*DIRECTIONS:*
Format every line of the records below as a numbered list, omitting blank lines and leaving out the pictures.

*STORED ROWS:*
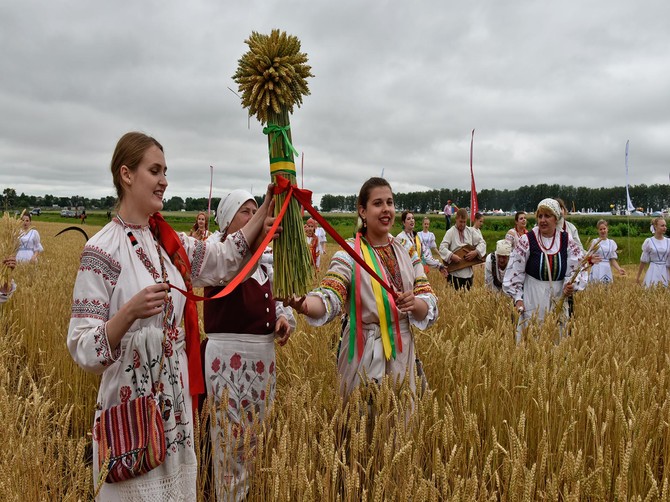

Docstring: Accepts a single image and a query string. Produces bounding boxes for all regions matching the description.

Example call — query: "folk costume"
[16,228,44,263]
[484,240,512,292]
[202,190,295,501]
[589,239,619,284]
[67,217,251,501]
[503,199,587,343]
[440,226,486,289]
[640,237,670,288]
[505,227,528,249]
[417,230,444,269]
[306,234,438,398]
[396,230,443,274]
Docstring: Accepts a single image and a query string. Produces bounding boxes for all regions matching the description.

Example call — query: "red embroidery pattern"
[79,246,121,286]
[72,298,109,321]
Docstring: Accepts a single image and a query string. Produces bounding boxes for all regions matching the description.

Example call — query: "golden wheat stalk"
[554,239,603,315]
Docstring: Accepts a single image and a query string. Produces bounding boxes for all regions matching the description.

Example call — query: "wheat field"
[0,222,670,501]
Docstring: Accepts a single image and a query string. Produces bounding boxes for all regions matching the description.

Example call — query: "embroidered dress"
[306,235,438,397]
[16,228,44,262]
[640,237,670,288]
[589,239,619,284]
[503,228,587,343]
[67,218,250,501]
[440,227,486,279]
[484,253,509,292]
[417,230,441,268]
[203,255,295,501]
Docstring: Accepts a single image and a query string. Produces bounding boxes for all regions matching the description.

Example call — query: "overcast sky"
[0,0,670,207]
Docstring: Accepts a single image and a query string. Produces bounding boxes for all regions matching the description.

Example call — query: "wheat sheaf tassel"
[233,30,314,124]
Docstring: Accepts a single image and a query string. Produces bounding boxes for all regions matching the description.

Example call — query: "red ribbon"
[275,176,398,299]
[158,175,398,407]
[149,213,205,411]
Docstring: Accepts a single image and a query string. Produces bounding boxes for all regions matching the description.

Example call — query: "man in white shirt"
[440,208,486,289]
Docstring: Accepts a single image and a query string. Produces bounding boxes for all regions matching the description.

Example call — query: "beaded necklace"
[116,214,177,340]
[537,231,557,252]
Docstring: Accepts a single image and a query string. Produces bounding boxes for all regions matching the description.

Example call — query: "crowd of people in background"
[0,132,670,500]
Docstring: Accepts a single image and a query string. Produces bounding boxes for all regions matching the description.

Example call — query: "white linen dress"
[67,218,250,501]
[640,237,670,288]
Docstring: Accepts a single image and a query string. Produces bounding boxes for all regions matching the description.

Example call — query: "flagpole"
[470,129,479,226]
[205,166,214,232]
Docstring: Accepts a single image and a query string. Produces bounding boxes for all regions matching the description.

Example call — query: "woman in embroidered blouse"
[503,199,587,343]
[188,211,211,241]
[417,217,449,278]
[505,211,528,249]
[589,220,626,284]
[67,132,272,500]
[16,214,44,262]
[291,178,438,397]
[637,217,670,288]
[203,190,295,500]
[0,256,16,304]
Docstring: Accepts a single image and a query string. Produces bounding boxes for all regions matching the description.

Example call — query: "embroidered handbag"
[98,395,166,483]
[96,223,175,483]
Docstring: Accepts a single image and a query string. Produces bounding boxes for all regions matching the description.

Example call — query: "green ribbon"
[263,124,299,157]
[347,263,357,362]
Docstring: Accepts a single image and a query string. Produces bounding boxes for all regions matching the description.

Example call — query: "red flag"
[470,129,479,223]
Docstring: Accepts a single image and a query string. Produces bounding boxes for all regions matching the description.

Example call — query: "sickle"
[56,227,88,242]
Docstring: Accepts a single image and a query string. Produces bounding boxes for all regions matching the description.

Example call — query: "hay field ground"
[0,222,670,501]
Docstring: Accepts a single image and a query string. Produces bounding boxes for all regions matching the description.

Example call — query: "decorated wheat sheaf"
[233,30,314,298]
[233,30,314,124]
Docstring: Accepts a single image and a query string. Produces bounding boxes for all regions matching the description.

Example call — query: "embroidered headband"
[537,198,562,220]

*ANSWER TO THE PROBLEM:*
1. Docstring: Accepts a single image and a query string. Produces bounding boxes for all regions matching the description.
2. Example call — query: "folk costume"
3. [16,228,44,263]
4. [484,240,512,292]
5. [202,190,295,501]
6. [589,239,619,284]
7. [67,217,251,501]
8. [503,199,587,343]
9. [440,226,486,289]
10. [640,237,670,288]
11. [505,227,528,249]
12. [417,230,444,269]
13. [306,234,438,398]
14. [396,230,443,274]
15. Docstring: Accepts a single image and a query string. Produces bounding boxes for all regions matching the description.
16. Example call — query: "red embroidery pattern"
17. [79,246,121,286]
18. [72,298,109,321]
19. Docstring: Accepts a single image and a query string. Produces bounding boxes for all regions matching the description.
20. Example call — query: "golden wheat stalk"
21. [554,239,603,315]
22. Docstring: Accepts a single image and a query string. Produces bounding boxes for all regions matching the description.
23. Example call — query: "wheat field"
24. [0,222,670,501]
25. Docstring: Accepts a single image and a query string. Produces bounding boxes for all regions matching the description.
26. Example call — query: "embroidered dress"
27. [306,235,438,397]
28. [16,228,44,262]
29. [640,237,670,288]
30. [589,239,619,284]
31. [503,228,587,343]
32. [67,218,250,501]
33. [440,227,486,279]
34. [484,253,509,292]
35. [417,230,441,268]
36. [203,255,295,501]
37. Docstring: Accepts a single image and a query string. Produces bounding boxes for all regions matching the description.
38. Example call — query: "overcast sky"
39. [0,0,670,207]
40. Docstring: Accepts a single image and a query string. Produces bounding boxes for all regions matching the description.
41. Example call — query: "wheat sheaf tassel"
42. [233,30,314,124]
43. Docstring: Accepts a single image and a query string. Produces bounding boxes for all regions matching the description.
44. Example call — query: "red ribbon"
45. [275,176,398,299]
46. [158,175,398,407]
47. [149,213,205,411]
48. Docstring: Accepts a single image and a query string. Produces bounding boxes for all regions matching the description.
49. Example call — query: "man in white shirt"
50. [440,208,486,289]
51. Docstring: Accepts a single image and a query string. Produces bounding boxes for all regions matching the description.
52. Example call — query: "beaded necklace"
53. [116,214,177,340]
54. [537,231,557,252]
55. Docstring: Accepts a single image and a query string. Produces bounding boxes for all regions matching the description.
56. Example call — query: "crowd of people in background"
57. [0,132,670,500]
58. Docstring: Accepts a single image and a query string. Produces bounding boxes for all regions matching the description.
59. Example call — query: "white linen dress"
60. [67,218,250,501]
61. [640,237,670,288]
62. Docstring: Accepts a single image and a query string. Produces bounding boxes for all regions matching the description.
63. Example call — query: "flagpole"
64. [470,129,479,226]
65. [205,166,214,232]
66. Docstring: Accepts a single image and a query string. Produces bounding boxes for all regions matching the description.
67. Example call — query: "woman in embroidered blouse"
68. [503,199,587,343]
69. [188,211,211,241]
70. [417,217,449,278]
71. [505,211,528,249]
72. [589,220,626,284]
73. [67,132,272,500]
74. [16,214,44,262]
75. [291,178,438,397]
76. [637,217,670,288]
77. [203,190,295,500]
78. [0,256,16,304]
79. Docstring: Accepts a single image and a query string. Produces bounding boxes for all regions matching the description.
80. Example call — query: "embroidered handbag"
81. [98,395,166,483]
82. [96,223,175,483]
83. Docstring: Accepts a single image and a query string. Produces bounding boxes for all regions matching the description.
84. Example call — query: "green ribbon"
85. [263,124,299,157]
86. [347,263,357,362]
87. Docstring: Accepts a single image and a query string. Produces bounding boxes for all regions matching the description.
88. Example call — query: "red flag"
89. [470,129,479,223]
90. Docstring: Accepts a single image and a query string. Produces bounding boxes for all regions matching the description.
91. Example call — query: "sickle"
92. [56,227,88,242]
93. Docstring: Accepts a single image and a query string. Produces bounding boxes for all regions matching the description.
94. Example call — query: "hay field ground"
95. [0,222,670,501]
96. Docstring: Accepts a single image and a query string. Produces bounding boxes for all regions matching the description.
97. Example call — query: "decorated wheat sheaf"
98. [233,30,314,298]
99. [233,30,314,124]
100. Docstring: Accepts a single image and a query string. Produces bounding boxes for all regions matching the description.
101. Example call — query: "embroidered headband"
102. [537,198,562,220]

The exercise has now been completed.